#### Soal untuk Dikerjakan
a. Tuliskan kembali secara lebih ringkas paragraf artikel yang diawali "Di ruang tahanan Rutan Cipinang", dengan tetap mempertahankan fakta-fakta utamanya.
b. Kumpulkan seluruh baris entri yang memuat kata "small", lalu salin setiap baris tersebut.

#### Artikel
God Works in Mysterious Ways: Debat Pakar atas Kebijakan Abolisi dan Amnesti Prabowo

- Penulis

Jumat, 1 Agustus 2025 - 14:25 WIB

facebook twitter whatsapp telegram line copy

URL berhasil dicopy

facebook icon twitter icon whatsapp icon telegram icon line icon copy

URL berhasil dicopy

djourno.id—Di ruang tahanan Rutan Cipinang, Jakarta Timur, sebuah momen penuh haru tercipta. Anies Baswedan, mantan Gubernur DKI Jakarta, menjenguk Thomas Trikasih Lembong—atau yang akrab disapa Tom Lembong—pada Jumat, 1 Agustus 2025.

Di sana, Tom, yang baru saja menerima abolisi dari Presiden Prabowo Subianto, mengungkapkan rasa syukurnya dengan kalimat yang menyentuh: “Tuhan selalu berpihak dan memberikan jalan pada kebenaran.

#### Entri yang Disediakan

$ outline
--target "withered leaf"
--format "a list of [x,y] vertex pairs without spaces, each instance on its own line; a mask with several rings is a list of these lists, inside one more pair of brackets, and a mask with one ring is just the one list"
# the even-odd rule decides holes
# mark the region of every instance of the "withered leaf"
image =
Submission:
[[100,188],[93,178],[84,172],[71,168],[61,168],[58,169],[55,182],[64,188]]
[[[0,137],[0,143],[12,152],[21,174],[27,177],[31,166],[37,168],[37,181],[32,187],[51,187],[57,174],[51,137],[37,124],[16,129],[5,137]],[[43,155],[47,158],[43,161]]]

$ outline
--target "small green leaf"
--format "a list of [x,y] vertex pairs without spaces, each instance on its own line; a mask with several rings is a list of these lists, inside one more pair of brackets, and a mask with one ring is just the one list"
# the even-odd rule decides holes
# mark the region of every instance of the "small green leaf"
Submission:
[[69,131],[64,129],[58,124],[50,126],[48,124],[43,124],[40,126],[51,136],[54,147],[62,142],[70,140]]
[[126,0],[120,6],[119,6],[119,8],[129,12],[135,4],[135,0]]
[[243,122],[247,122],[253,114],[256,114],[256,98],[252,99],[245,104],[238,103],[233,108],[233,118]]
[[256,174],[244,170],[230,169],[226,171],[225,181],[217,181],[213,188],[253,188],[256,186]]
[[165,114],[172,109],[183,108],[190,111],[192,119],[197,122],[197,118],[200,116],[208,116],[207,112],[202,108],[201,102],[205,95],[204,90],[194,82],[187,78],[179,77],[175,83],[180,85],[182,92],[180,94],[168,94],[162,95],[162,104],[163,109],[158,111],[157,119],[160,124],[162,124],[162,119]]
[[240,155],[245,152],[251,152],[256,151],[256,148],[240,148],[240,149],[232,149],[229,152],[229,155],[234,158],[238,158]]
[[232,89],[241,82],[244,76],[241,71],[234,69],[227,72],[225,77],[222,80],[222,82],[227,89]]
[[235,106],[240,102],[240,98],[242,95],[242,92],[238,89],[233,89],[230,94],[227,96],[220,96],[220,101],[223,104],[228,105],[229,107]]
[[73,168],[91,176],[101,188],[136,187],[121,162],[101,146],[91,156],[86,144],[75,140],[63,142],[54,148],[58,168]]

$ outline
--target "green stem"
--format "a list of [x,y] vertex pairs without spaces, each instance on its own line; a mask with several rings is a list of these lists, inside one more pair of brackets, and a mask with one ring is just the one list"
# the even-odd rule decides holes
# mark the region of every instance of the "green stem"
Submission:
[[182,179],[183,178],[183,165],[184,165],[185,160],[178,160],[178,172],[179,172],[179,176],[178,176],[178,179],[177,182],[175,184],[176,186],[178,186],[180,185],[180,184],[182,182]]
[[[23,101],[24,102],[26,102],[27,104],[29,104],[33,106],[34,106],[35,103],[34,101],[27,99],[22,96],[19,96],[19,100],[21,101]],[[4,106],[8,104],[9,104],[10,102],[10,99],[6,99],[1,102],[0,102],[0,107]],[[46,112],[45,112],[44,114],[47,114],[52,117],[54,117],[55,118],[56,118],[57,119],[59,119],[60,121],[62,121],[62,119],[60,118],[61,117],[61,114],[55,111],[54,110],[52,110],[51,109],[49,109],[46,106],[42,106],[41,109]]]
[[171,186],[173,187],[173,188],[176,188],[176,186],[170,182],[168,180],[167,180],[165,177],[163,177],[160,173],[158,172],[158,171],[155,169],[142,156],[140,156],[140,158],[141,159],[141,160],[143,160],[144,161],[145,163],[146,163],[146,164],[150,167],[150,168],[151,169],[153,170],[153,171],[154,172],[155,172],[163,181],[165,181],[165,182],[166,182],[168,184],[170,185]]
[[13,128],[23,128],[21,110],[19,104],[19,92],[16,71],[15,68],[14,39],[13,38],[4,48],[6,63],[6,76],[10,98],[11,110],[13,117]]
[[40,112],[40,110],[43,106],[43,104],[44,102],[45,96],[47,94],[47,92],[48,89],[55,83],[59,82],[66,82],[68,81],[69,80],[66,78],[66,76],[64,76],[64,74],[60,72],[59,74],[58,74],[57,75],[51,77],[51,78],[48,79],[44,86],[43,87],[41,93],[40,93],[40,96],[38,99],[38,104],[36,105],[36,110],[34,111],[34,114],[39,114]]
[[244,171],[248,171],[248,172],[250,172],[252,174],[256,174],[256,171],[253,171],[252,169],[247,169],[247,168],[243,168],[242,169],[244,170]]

#### Jawaban Setiap Soal
a. Pada Jumat, 1 Agustus 2025, mantan Gubernur DKI Jakarta Anies Baswedan menjenguk Thomas Trikasih Lembong (Tom Lembong) di Rutan Cipinang, Jakarta Timur, dalam suasana yang penuh haru.

b.
--target "small green leaf"
# mark the region of every instance of the "small green leaf"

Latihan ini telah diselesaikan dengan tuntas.